▶ _Document passage_
Underneath the sink our kitchen faucet has a quick connection – which ruptured. I found out this special part – after searching hardware stores and calling a plumber – is also special order. So the “quick” connection adds about a week in delivery time.
As we waited for the part, I continued to flip the kitchen faucet handle and rant when nothing happened (partly at my inept memory). Plus anything that required hand washing was taken to the bathroom. Pans, too large for the sink, were washed in the tub. The few feet I traveled to the bathroom was a trek of irritation.
While I curse my faucet, I am also training for the KC Half Marathon. This is not a run for health (so far the only benefit is sore feet and legs). Instead I decided to run with Team World Vision — a nonprofit that digs wells to bring fresh water in Africa.
In my house – counting indoor/outdoor faucets and tubs – there are thirteen sources of fresh water. While I am frustrated when one is out, I am literally only a few feet from fresh, clean water.
This is not the case in much of the developing world. Women and children spend hours getting water. They carry containers that when filled often weigh over 40 pounds (every gallon of water weighs 8.4 pounds). Their walk is not down the block, but a “6K, a little more than 3.7 miles, is the average distance round trip women and children in the developing world walk for water — water that is often contaminated with life-threatening diseases” (World Vision).

▶ _Brief A_
In the broken faucet passage, rewrite the stretch from "While I curse" through "water in Africa.", replacing "KC Half Marathon" with "KC Full Marathon".
▶ _Brief B_
Continue the passage about the broken kitchen faucet and access to clean water, beginning after its last sentence.

▶ _Data for review_

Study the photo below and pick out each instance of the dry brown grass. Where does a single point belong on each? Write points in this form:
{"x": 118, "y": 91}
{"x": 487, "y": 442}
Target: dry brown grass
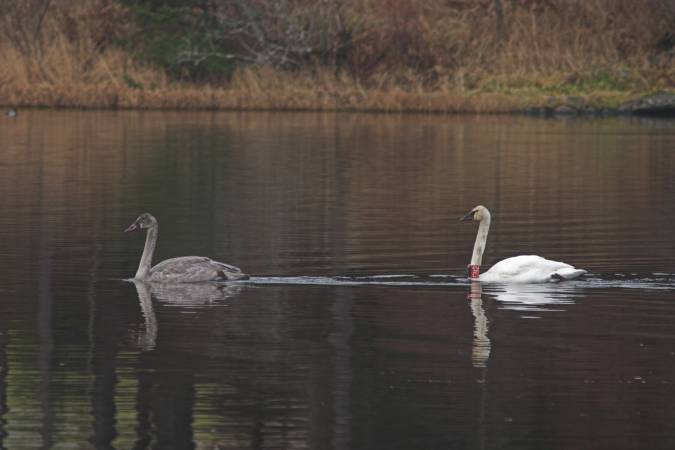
{"x": 407, "y": 55}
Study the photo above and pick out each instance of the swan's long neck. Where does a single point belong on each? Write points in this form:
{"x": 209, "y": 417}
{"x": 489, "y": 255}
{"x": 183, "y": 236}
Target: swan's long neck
{"x": 481, "y": 239}
{"x": 146, "y": 260}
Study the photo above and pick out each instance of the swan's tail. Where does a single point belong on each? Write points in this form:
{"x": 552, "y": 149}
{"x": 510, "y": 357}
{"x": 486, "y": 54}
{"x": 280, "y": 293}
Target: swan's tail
{"x": 567, "y": 273}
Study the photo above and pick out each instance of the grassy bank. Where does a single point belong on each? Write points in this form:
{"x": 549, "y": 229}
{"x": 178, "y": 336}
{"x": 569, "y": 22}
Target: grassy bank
{"x": 389, "y": 55}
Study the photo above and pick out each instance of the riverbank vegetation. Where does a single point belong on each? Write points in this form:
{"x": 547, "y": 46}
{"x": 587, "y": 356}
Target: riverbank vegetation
{"x": 374, "y": 55}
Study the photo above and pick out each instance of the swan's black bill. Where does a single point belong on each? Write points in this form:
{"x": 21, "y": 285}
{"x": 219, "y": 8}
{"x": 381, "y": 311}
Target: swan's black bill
{"x": 132, "y": 227}
{"x": 467, "y": 216}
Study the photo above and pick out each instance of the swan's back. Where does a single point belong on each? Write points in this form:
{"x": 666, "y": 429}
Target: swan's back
{"x": 194, "y": 269}
{"x": 530, "y": 269}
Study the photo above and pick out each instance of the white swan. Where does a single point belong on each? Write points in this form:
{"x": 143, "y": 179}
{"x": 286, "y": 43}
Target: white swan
{"x": 186, "y": 269}
{"x": 518, "y": 269}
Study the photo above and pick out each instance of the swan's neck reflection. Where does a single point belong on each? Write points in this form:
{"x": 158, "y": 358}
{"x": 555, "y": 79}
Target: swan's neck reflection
{"x": 481, "y": 343}
{"x": 146, "y": 340}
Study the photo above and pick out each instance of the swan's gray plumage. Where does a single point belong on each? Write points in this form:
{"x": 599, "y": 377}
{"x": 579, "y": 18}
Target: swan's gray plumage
{"x": 185, "y": 269}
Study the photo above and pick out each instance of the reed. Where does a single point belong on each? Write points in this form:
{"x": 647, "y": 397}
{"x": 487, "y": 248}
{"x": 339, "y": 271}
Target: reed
{"x": 405, "y": 55}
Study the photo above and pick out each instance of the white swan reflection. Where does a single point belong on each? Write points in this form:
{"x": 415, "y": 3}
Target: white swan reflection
{"x": 533, "y": 297}
{"x": 480, "y": 350}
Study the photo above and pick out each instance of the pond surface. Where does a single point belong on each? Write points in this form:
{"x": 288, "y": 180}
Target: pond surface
{"x": 358, "y": 329}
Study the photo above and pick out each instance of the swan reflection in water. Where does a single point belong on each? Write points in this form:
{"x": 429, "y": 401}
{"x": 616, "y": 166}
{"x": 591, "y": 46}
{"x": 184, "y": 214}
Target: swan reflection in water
{"x": 533, "y": 297}
{"x": 480, "y": 351}
{"x": 184, "y": 294}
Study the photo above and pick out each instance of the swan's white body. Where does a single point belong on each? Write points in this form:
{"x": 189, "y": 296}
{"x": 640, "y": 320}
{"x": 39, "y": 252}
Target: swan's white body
{"x": 530, "y": 269}
{"x": 185, "y": 269}
{"x": 518, "y": 269}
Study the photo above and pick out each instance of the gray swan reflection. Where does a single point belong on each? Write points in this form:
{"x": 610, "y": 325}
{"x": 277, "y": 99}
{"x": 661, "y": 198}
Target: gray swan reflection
{"x": 146, "y": 340}
{"x": 184, "y": 269}
{"x": 176, "y": 294}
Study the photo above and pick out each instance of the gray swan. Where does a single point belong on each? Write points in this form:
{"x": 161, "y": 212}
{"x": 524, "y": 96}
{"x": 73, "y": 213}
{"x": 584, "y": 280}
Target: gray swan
{"x": 185, "y": 269}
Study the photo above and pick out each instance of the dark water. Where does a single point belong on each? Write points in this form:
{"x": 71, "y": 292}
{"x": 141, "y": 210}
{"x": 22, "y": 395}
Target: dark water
{"x": 358, "y": 329}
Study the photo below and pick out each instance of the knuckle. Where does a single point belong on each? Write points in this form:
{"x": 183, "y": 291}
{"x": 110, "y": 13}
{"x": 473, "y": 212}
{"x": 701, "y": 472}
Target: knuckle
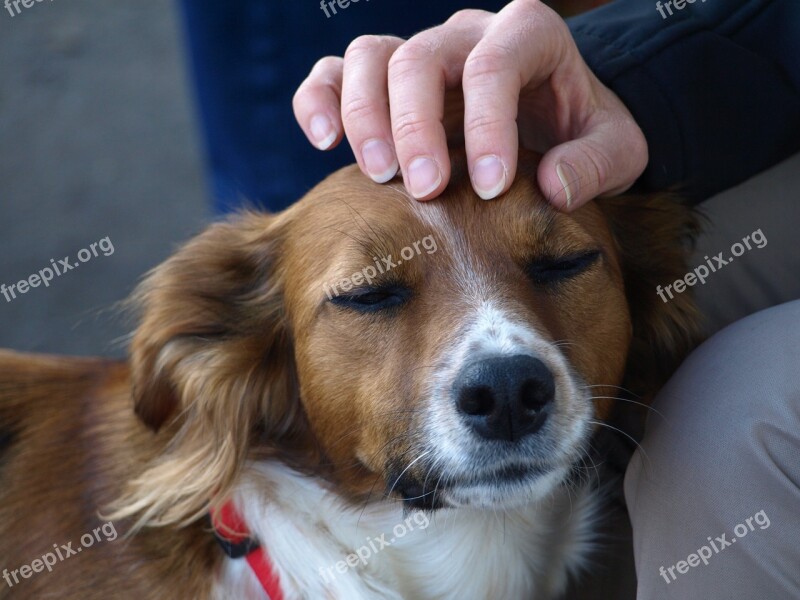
{"x": 358, "y": 107}
{"x": 480, "y": 124}
{"x": 408, "y": 57}
{"x": 486, "y": 61}
{"x": 407, "y": 126}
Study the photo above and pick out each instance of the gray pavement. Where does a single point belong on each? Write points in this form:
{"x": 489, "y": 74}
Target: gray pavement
{"x": 97, "y": 139}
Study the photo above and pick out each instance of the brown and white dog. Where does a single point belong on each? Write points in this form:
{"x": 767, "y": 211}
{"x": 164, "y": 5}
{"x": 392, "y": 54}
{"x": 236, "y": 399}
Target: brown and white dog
{"x": 332, "y": 370}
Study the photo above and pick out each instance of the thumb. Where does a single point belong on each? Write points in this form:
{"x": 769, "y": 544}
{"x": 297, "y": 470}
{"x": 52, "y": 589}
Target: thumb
{"x": 607, "y": 159}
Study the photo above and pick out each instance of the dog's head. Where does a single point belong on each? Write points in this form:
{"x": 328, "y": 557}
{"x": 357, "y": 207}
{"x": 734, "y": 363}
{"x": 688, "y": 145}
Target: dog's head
{"x": 454, "y": 352}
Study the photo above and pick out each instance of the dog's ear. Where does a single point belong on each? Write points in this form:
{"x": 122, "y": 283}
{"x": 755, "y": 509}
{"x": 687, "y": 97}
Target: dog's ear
{"x": 655, "y": 236}
{"x": 211, "y": 364}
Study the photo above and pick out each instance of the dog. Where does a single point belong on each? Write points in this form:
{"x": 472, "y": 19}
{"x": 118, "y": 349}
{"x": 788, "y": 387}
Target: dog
{"x": 364, "y": 396}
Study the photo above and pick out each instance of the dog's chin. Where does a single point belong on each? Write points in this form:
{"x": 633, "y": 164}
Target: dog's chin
{"x": 507, "y": 493}
{"x": 507, "y": 489}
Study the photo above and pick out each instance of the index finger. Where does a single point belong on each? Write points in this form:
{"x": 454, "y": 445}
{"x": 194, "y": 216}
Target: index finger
{"x": 522, "y": 47}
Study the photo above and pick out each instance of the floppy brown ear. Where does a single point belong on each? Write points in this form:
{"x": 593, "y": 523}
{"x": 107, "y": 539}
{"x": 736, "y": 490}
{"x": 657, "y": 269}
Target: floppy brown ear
{"x": 212, "y": 365}
{"x": 655, "y": 235}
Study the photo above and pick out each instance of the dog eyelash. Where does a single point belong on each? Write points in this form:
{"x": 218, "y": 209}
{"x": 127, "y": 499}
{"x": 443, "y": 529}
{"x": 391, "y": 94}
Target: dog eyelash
{"x": 553, "y": 270}
{"x": 370, "y": 300}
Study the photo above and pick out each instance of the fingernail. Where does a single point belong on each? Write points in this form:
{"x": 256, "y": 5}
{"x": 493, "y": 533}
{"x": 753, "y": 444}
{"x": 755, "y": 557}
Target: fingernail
{"x": 424, "y": 176}
{"x": 322, "y": 131}
{"x": 489, "y": 176}
{"x": 379, "y": 159}
{"x": 569, "y": 180}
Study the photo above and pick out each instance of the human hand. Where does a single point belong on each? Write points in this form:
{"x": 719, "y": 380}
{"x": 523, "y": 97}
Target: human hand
{"x": 523, "y": 81}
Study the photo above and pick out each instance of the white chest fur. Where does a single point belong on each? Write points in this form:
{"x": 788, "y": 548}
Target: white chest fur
{"x": 323, "y": 549}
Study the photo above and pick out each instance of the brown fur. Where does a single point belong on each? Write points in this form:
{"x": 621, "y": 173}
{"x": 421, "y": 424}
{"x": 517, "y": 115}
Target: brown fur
{"x": 238, "y": 354}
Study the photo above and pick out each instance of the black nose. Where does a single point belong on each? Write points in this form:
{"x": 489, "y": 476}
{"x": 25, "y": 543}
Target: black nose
{"x": 505, "y": 398}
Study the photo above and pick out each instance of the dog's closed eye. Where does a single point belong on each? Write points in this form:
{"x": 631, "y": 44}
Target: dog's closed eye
{"x": 373, "y": 299}
{"x": 553, "y": 270}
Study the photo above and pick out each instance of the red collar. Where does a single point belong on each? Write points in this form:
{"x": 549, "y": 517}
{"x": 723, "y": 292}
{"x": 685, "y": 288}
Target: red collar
{"x": 234, "y": 537}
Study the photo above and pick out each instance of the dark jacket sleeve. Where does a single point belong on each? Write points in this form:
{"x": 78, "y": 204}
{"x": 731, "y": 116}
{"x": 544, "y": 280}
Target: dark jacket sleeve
{"x": 715, "y": 85}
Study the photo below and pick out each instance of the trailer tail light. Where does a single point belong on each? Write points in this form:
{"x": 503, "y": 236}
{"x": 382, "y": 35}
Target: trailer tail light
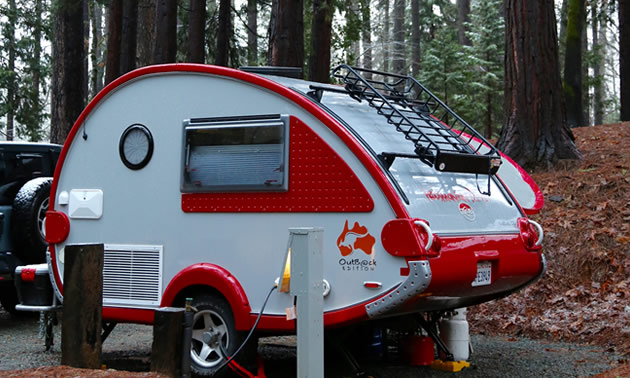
{"x": 28, "y": 274}
{"x": 57, "y": 227}
{"x": 531, "y": 233}
{"x": 410, "y": 237}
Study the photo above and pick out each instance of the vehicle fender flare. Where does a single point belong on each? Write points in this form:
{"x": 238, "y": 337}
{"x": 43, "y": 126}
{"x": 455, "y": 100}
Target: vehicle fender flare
{"x": 218, "y": 278}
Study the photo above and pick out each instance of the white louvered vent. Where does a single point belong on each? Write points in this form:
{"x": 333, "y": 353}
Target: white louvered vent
{"x": 132, "y": 275}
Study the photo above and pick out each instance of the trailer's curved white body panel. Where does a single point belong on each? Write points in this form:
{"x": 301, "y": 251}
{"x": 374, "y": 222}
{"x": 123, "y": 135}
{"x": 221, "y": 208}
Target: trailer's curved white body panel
{"x": 143, "y": 207}
{"x": 163, "y": 240}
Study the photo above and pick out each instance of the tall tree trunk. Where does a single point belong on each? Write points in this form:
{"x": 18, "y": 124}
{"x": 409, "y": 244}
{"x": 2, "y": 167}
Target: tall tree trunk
{"x": 366, "y": 34}
{"x": 624, "y": 58}
{"x": 196, "y": 31}
{"x": 223, "y": 34}
{"x": 415, "y": 38}
{"x": 562, "y": 37}
{"x": 355, "y": 46}
{"x": 85, "y": 79}
{"x": 252, "y": 32}
{"x": 573, "y": 63}
{"x": 36, "y": 68}
{"x": 586, "y": 85}
{"x": 114, "y": 21}
{"x": 321, "y": 36}
{"x": 11, "y": 83}
{"x": 385, "y": 36}
{"x": 128, "y": 36}
{"x": 489, "y": 101}
{"x": 146, "y": 32}
{"x": 68, "y": 56}
{"x": 399, "y": 36}
{"x": 463, "y": 17}
{"x": 96, "y": 51}
{"x": 165, "y": 48}
{"x": 599, "y": 45}
{"x": 272, "y": 30}
{"x": 535, "y": 133}
{"x": 288, "y": 40}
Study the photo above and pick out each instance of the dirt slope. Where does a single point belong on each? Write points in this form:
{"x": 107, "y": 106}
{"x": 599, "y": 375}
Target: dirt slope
{"x": 585, "y": 294}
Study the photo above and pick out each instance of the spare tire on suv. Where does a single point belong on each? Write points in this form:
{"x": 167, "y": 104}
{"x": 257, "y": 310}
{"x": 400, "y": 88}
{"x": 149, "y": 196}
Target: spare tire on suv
{"x": 29, "y": 217}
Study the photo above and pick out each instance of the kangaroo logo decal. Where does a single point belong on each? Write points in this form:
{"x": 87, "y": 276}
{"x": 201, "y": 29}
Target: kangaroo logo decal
{"x": 355, "y": 238}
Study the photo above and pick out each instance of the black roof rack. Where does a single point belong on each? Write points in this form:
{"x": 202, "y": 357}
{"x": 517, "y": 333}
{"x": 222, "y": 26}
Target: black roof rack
{"x": 441, "y": 138}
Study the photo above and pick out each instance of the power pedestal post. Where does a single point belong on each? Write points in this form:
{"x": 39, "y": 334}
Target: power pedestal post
{"x": 307, "y": 285}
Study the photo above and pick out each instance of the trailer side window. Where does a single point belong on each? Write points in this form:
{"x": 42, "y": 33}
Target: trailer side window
{"x": 236, "y": 154}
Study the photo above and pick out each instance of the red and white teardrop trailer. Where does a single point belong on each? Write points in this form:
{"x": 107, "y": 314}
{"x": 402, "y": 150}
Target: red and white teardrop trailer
{"x": 191, "y": 176}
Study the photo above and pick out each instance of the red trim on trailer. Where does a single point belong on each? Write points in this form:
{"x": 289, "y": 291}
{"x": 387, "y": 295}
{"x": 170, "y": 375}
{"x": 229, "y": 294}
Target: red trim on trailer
{"x": 366, "y": 159}
{"x": 319, "y": 181}
{"x": 128, "y": 315}
{"x": 455, "y": 269}
{"x": 332, "y": 318}
{"x": 57, "y": 226}
{"x": 214, "y": 276}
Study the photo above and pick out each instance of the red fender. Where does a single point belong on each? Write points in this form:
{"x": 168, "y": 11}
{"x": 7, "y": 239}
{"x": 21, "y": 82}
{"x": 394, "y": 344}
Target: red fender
{"x": 214, "y": 276}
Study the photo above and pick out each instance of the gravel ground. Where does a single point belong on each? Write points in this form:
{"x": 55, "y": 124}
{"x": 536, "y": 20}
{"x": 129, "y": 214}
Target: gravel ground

▶ _Answer box A_
While I curse my faucet, I am also training for the KC Full Marathon. This is not a run for health (so far the only benefit is sore feet and legs). Instead I decided to run with Team World Vision — a nonprofit that digs wells to bring fresh water in Africa.

▶ _Answer box B_
This is not only a huge expense of energy, but also time and safety. The hours spent traveling to water could be spent in school. The path from home can easily lead women and children into harms way.
While I curse my faucet, my situation is blessed. My family has nearly unlimited fresh water (even doubly fresh water, with our filtered fridge). Across the world there are families struggling to survive. Literally they thirst for what we have in excess. They need us to share our blessing.
So I ask you to support this cause. I have set out to raise $1310 – $100 for every mile I run. But don’t look at the cost in terms of my miles. Instead consider every $50 raised brings fresh water to one person for life. An amazingly small amount – especially when you count the cost in terms of the miles she won’t have to travel.